** Start of Dataset **

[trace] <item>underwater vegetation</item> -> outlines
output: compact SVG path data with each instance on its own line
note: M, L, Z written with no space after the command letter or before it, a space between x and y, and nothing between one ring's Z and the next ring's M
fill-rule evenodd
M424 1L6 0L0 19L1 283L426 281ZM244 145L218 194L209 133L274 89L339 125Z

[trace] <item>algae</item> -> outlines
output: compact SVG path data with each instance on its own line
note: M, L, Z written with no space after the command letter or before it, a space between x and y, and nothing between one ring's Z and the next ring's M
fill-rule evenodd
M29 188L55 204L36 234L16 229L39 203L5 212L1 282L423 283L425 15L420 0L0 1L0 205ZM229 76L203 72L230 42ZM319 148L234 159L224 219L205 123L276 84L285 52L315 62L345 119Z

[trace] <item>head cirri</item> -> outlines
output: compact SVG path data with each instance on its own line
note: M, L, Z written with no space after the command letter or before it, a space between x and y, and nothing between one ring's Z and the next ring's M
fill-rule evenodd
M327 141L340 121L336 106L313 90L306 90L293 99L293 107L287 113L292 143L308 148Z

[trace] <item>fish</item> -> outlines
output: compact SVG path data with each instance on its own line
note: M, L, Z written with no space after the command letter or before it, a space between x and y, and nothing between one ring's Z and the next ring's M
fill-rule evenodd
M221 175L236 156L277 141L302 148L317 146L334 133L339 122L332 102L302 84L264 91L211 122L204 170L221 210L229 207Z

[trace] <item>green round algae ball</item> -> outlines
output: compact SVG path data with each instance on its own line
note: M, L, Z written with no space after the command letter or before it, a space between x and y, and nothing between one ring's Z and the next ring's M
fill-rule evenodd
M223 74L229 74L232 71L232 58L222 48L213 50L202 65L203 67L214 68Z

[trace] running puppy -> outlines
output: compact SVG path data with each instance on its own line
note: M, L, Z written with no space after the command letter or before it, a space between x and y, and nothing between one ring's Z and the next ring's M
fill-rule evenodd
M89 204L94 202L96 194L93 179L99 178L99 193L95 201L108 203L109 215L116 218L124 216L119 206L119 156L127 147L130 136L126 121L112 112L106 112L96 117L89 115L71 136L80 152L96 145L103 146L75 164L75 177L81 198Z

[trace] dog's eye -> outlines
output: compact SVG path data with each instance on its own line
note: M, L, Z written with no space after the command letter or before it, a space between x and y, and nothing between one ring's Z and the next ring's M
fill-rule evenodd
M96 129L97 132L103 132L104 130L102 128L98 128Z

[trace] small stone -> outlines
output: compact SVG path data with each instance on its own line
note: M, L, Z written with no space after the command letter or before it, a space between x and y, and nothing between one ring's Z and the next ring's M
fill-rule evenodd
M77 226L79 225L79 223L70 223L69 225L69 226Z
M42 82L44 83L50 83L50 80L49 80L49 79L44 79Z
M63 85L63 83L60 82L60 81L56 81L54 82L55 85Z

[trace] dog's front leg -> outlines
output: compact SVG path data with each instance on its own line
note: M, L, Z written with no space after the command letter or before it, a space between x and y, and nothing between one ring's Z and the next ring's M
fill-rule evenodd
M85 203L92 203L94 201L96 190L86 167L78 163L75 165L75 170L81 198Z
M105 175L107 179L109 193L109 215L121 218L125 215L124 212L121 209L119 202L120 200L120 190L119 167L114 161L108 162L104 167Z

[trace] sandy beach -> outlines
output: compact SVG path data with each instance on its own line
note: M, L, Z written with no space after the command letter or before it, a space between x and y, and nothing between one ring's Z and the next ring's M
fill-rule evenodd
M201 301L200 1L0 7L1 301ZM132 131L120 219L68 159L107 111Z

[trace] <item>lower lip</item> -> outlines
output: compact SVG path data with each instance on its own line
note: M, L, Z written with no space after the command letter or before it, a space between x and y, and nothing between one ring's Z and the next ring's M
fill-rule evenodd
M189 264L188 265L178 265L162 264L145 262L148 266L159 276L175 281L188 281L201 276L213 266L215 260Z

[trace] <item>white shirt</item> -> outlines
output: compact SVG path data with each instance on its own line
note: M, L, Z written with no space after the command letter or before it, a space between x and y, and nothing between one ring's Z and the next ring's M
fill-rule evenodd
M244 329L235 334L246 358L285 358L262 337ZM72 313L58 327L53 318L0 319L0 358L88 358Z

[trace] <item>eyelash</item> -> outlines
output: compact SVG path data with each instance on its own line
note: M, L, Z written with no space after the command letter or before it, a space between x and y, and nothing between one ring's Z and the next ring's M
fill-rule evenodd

** End of Dataset **

◆ **Exercise description**
Please repeat all of the lines above verbatim, changing nothing.

◆ **Response to this exercise**
[trace] <item>underwater vegetation</item> -> outlines
output: compact SVG path data with each instance on its own line
note: M, L, Z written with no space after the command letter or before it, a space between x and y, and nothing between one ring's Z and the next ring's M
fill-rule evenodd
M424 1L6 0L0 19L1 283L426 281ZM244 145L218 194L209 133L274 89L339 125Z

[trace] <item>algae</item> -> outlines
output: compact SVG path data with each instance on its own line
note: M, L, Z written with no space after the command letter or before it, a space between x and y, and nothing between one ring's Z and the next ring's M
fill-rule evenodd
M29 188L55 204L36 234L16 229L39 203L5 212L1 282L423 283L425 15L420 0L0 1L0 205ZM229 76L203 72L230 42ZM319 148L234 159L224 219L205 123L276 84L285 52L315 62L345 119Z

[trace] <item>head cirri</item> -> outlines
output: compact SVG path data with each instance on its own line
note: M, L, Z written with no space after the command letter or before it, a space between x and y, and nothing between one ring's Z and the next ring's M
fill-rule evenodd
M327 141L340 121L336 106L313 90L306 90L293 99L293 107L287 113L292 143L308 148Z

[trace] <item>fish</item> -> outlines
output: compact SVG path data with each instance on its own line
note: M, L, Z written with no space after the command letter or before it, a space between x and y, and nothing between one ring's Z and the next ring's M
fill-rule evenodd
M221 175L236 156L277 141L302 148L317 146L334 133L339 122L332 102L302 84L264 91L211 122L204 170L221 210L229 207Z

[trace] <item>green round algae ball</item> -> outlines
output: compact SVG path data with each instance on its own line
note: M, L, Z written with no space after the command letter or before it, a space between x and y, and nothing between one ring's Z and the next ring's M
fill-rule evenodd
M223 74L229 74L232 71L232 58L222 48L213 50L202 65L203 67L214 68Z

[trace] running puppy -> outlines
output: compact SVG path data with each instance on its own line
note: M, L, Z written with no space after the command letter or before it, a space between x and y, and nothing between one ring's Z and the next ring's M
fill-rule evenodd
M89 204L94 202L96 194L93 179L99 178L99 193L95 201L108 203L109 215L116 218L124 216L119 206L119 156L127 147L130 136L126 121L112 112L106 112L96 117L89 115L71 136L80 152L96 145L103 146L75 164L75 177L81 198Z

[trace] dog's eye -> outlines
output: compact SVG path data with each instance on its own line
note: M, L, Z written with no space after the command letter or before it, a space between x and y, and nothing between one ring's Z and the next ring's M
fill-rule evenodd
M96 129L97 132L103 132L104 130L102 128L98 128Z

[trace] small stone -> outlines
output: compact SVG path data with each instance on its own line
note: M, L, Z written with no space after the command letter or before it, a space between x and y, and nothing between one ring's Z and the next ring's M
fill-rule evenodd
M77 226L79 225L79 223L70 223L69 225L69 226Z
M42 82L44 83L50 83L50 80L49 80L49 79L44 79Z
M63 85L63 83L60 82L60 81L56 81L54 82L55 85Z

[trace] dog's front leg -> outlines
output: compact SVG path data with each instance on its own line
note: M, L, Z written with no space after the command letter or before it, a space between x and y, and nothing between one ring's Z and the next ring's M
fill-rule evenodd
M85 203L92 203L94 201L96 190L86 167L78 163L75 165L75 170L81 198Z
M105 175L107 179L109 193L109 215L121 218L125 215L124 212L121 209L119 202L120 200L120 190L119 167L114 161L108 162L104 167Z

[trace] sandy beach -> outlines
output: compact SVG path data with each instance on its own line
note: M, L, Z written with no space after the command letter or before it, a space between x and y, and nothing between one ring's Z and the next ring's M
fill-rule evenodd
M201 301L200 1L0 7L1 301ZM132 131L120 219L68 159L107 111Z

[trace] <item>lower lip</item> -> outlines
output: compact SVG path data with each instance on its own line
note: M, L, Z written with no space after the command letter or before it, a space between x and y, and nothing between one ring's Z and the next ring's M
fill-rule evenodd
M189 264L188 265L178 265L162 264L145 262L148 266L159 276L175 281L188 281L201 276L213 266L215 260Z

[trace] <item>white shirt</item> -> outlines
output: compact SVG path data with each instance on its own line
note: M, L, Z written with no space after the command letter or before it, a space between x and y, and nothing between one ring's Z and the next ring's M
fill-rule evenodd
M244 329L235 334L246 358L285 358L262 337ZM72 313L58 327L53 318L0 319L0 358L88 358Z

[trace] <item>eyelash</item> -> outlines
output: compact SVG path data with each instance on its own line
note: M, L, Z written with no space after the command letter or before it, a space between x and y, and nothing between one ring's Z and the next ring's M
fill-rule evenodd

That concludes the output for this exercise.